- SELECTED TEXT -
-*-

Ibrahim Babangida: A Tale of an Evil Genius

In his first New Year Day’s speech as military president, months after deposing the Buhari-Idiagbon government in a “bloodless” coup enthusiastically welcomed by Nigerians, Ibrahim Babangida declared: “I wish to reaffirm that this administration does not intend to stay in power a day longer than is required to lay the necessary institutional framework to bring about a better and more stable Nigeria.” 

Babangida’s bonhomie (its trademark an endearing gap-toothed smile) – in stark contrast to the stern, unsmiling façade of Muhammadu Buhari, his predecessor – made it easy for him to be believed.

The distinction between the two regimes, in fact, ran much deeper than personality quirks. Babangida, in action, proved to be the complete antithesis of his predecessor. He threw open prison doors, setting free hundreds of Third Republic politicians convicted and jailed by Buhari.

He repealed the obnoxious Decree No. 4 of 1984 with which the Buhari regime had shackled the media. He promised to run an open administration that is responsive to the yearnings and aspirations of all the people – a departure from the high-handedness of the Buhari/Idiagbon era.

One of his first actions as military president was to allow Nigerians to decide, through public debates, whether to accept the $2.5 billion International Monetary Fund (IMF) loan the Buhari government had been negotiating for. After the terror of the Buhari years, Nigerians appeared to have found a statesman in military uniform.

Tough times that lasted

By 1985, Nigeria’s foreign debt had ballooned to $18 billion, up from $3.4 billion in 1980 (it would rise beyond $30 billion by the end of the 80s), and external reserves had dwindled to less than $2 billion. Oil prices had been in freefall for 3 years running, and in January 1986 they finally fell to less than $20 per barrel, a record low since the start of the decade.

To his credit, Babangida made all the right noises about revamping the economy. In his Independence Day 1985 speech, barely two months old in office, he declared a state of economic emergency for the next 15 months. That speech went on to lay down a comprehensive plan for economic reconstruction.

Image of Major-General Muhammadu Buhari as Nigeria's Military Head-of-State
Major-General Muhammadu Buhari as Nigeria’s Military Head-of-State, 1984.

This plan included a moratorium on new foreign debt, promotion of agriculture and industrial development, restriction of importation to essential commodities, financial sector reform and privatisation.

-*-

- RAW DATA -
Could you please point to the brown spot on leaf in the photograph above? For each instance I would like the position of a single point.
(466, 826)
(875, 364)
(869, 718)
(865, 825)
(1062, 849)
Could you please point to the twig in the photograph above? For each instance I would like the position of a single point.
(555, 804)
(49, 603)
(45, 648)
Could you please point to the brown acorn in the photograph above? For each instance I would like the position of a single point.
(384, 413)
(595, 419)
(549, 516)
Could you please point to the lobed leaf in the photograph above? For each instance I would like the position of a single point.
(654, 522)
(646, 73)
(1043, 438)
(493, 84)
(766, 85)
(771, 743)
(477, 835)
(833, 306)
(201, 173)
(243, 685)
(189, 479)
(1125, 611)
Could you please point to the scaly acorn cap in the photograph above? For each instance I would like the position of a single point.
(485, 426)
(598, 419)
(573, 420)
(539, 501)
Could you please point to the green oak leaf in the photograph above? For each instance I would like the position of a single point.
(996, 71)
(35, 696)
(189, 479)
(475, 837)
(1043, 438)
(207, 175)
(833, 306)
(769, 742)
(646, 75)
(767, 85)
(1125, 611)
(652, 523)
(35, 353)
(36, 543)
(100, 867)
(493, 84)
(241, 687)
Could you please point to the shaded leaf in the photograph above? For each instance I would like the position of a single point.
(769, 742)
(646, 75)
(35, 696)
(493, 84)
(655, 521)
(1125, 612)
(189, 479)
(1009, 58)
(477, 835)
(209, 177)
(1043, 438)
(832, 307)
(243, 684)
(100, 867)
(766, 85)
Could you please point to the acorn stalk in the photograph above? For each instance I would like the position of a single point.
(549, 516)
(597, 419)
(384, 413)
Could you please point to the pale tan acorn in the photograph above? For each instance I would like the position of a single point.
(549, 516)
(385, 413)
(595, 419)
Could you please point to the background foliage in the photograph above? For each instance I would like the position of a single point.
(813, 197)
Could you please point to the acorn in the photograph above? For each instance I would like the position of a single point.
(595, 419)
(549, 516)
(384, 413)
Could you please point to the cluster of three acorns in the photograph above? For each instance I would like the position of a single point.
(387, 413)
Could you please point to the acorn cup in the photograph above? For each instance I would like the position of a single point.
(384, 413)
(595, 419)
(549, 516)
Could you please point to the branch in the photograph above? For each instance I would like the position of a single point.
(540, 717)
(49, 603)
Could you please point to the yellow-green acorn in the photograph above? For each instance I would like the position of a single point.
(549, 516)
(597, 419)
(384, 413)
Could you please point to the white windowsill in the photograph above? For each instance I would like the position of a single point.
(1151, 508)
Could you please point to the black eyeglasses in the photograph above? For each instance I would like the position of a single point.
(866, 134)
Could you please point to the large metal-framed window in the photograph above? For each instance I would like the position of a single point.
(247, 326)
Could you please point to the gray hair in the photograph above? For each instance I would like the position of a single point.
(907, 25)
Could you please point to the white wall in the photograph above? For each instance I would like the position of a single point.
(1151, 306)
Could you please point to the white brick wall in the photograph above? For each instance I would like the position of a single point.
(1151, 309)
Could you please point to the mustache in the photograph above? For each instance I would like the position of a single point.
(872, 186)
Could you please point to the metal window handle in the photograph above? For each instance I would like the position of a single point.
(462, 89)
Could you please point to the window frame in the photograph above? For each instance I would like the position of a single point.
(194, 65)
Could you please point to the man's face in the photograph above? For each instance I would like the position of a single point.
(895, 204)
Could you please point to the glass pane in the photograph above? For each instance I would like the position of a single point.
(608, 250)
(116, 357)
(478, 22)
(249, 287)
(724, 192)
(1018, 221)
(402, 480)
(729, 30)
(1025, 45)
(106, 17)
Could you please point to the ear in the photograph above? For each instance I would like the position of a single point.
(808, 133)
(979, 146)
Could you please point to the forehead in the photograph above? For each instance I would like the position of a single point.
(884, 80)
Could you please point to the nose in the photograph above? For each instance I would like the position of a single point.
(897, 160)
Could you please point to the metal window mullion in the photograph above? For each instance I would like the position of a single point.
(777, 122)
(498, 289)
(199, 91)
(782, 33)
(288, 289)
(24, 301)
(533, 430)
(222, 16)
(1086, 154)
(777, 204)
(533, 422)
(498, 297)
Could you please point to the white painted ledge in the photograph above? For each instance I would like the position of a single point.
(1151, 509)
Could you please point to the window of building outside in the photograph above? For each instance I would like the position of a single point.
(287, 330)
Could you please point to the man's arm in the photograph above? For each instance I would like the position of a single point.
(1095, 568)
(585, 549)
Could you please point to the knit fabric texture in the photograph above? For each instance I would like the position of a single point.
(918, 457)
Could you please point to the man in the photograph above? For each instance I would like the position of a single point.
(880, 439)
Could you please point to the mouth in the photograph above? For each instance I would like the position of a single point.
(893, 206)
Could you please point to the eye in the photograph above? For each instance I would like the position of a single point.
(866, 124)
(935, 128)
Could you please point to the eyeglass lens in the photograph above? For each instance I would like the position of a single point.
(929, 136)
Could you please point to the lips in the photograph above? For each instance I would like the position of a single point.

-*-

- EXERCISE SET -
**a)** Decide whether each statement agrees with the Babangida passage, answering yes or no and quoting the words that settle it: (i) Babangida repealed Decree No. 4 of 1984; (ii) by 1985 Nigeria's external reserves stood above $2 billion; (iii) Babangida declared a state of economic emergency for 12 months.
**b)** Reproduce the Babangida passage word for word, starting with "He repealed the" and going on through "the Buhari/Idiagbon era.".
**c)** Carry the Babangida passage forward from its final sentence.
The entries have no connection to the Babangida passage.

- RESPONSES FOR EACH TASK -
**a)**
(i) Yes: "He repealed the obnoxious Decree No. 4 of 1984 with which the Buhari regime had shackled the media."
(ii) No: "external reserves had dwindled to less than $2 billion."
(iii) No: "he declared a state of economic emergency for the next 15 months."

**b)**
He repealed the obnoxious Decree No. 4 of 1984 with which the Buhari regime had shackled the media. He promised to run an open administration that is responsive to the yearnings and aspirations of all the people – a departure from the high-handedness of the Buhari/Idiagbon era.

**c)**
Populist leanings

IBB was a master of the populist move – ambitious government programs targeted at tackling poverty and empowering rural dwellers. His government churned out program after program, in a bid to actualize his promises to run an inclusive, people-facing government. In 1986, Babangida launched the Mass Mobilization for Self Reliance, Social Justice, and Economic Recovery (MAMSER).

In 1987, the Directorate of Food and Rural Infrastructure (DFFRI) was launched to promote agriculture and transform Nigeria’s rural landscape by providing modern infrastructure.

Other Babangida creations include the National Directorate of Employment (NDE), National Economic Reconstruction Fund (NERFUND), Peoples Bank of Nigeria (PBN), National Board for Community Banks (NBCB), Nigerian Deposit Insurance Corporation (NDIC), Nigeria Export-Import Bank (NEXIM), National Planning Commission (NPC), and the Urban Development Bank.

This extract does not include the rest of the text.